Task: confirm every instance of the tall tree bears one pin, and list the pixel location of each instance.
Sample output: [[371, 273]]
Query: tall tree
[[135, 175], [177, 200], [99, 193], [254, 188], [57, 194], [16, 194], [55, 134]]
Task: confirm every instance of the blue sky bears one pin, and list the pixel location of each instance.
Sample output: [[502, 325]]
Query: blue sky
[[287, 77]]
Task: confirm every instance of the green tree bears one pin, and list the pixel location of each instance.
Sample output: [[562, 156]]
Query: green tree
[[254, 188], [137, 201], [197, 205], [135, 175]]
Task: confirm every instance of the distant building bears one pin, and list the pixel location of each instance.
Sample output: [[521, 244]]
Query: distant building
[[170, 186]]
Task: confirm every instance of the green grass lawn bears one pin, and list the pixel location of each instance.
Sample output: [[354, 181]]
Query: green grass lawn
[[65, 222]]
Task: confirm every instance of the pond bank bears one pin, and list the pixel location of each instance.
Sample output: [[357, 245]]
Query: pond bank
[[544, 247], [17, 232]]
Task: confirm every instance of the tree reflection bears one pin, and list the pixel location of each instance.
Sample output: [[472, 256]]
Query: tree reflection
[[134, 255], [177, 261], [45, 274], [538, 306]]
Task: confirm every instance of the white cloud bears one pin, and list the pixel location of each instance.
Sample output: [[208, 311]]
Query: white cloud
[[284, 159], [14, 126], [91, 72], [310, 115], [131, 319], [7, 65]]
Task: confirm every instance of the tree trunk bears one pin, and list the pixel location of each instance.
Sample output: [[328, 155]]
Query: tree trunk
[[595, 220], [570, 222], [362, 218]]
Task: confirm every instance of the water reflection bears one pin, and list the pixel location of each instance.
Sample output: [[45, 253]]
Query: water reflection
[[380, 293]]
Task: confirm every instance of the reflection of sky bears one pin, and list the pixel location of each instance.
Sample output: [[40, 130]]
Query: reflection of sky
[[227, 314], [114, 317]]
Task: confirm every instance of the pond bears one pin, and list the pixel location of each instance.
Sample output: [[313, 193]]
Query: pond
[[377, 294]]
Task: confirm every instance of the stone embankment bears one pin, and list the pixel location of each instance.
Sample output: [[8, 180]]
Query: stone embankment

════

Make an exact copy of the records.

Task: confirm every instance of the tall tree bears one pin, and list the pixel location of each instance.
Sample output: [[371, 273]]
Query: tall tree
[[135, 175], [177, 200], [99, 193], [254, 188], [57, 194], [16, 194], [55, 134]]
Task: confirm every instance of the blue sky bears one pin, and list the pixel location of each instance.
Sample output: [[502, 325]]
Query: blue sky
[[287, 77]]
Task: confirm every instance of the green tree bears one pin, and list the pixel location of each instance.
Sample output: [[562, 156]]
Query: green tree
[[254, 188], [137, 201], [197, 205], [135, 175]]
Task: confirm every instance of the distant building bears one pin, and list the pixel location of each instance.
Sample output: [[521, 244]]
Query: distant building
[[170, 186]]
Task: confirm every instance of the green grass lawn bears one pin, and list the pixel location of each instance.
Sample output: [[354, 181]]
Query: green grass lawn
[[65, 222]]
Task: confirm every instance of the pond bank bears one pin, and list the pixel location of each instance.
Sample output: [[357, 245]]
Query: pond bank
[[544, 247], [17, 232]]
Task: confirm every instance of the tree reflection bears one pin, and list the pixel location of each instance.
Sample output: [[472, 256]]
Query: tree reflection
[[134, 255], [177, 261], [45, 274], [538, 306]]
Task: confirm every instance of the white cloud bears one pin, and list the pixel location of each instance.
Sample output: [[208, 311]]
Query: white cloud
[[284, 159], [14, 126], [91, 72], [310, 115], [131, 319], [7, 65]]
Task: confirm every instance of the tree trunk bears one pin, and list the pixel location of each instance.
Sample output: [[328, 155]]
Query: tree trunk
[[595, 220], [570, 222], [362, 218]]
Task: confirm every instance of the water reflection bears one pin, and list the pixel location of each instance.
Sample output: [[45, 253]]
Query: water reflection
[[380, 293]]
Task: confirm every instance of the reflection of sky bears one pin, and list the pixel location of each instance.
Sample output: [[40, 130]]
Query: reflection of sky
[[227, 314], [114, 317]]
Task: confirm every instance of the pond bears one pin, and list the pixel location of each instance.
Sample output: [[313, 193]]
Query: pond
[[377, 294]]
Task: confirm every instance of the stone embankment bears one pin, and list the pixel location of each instance.
Sample output: [[8, 180]]
Query: stone embankment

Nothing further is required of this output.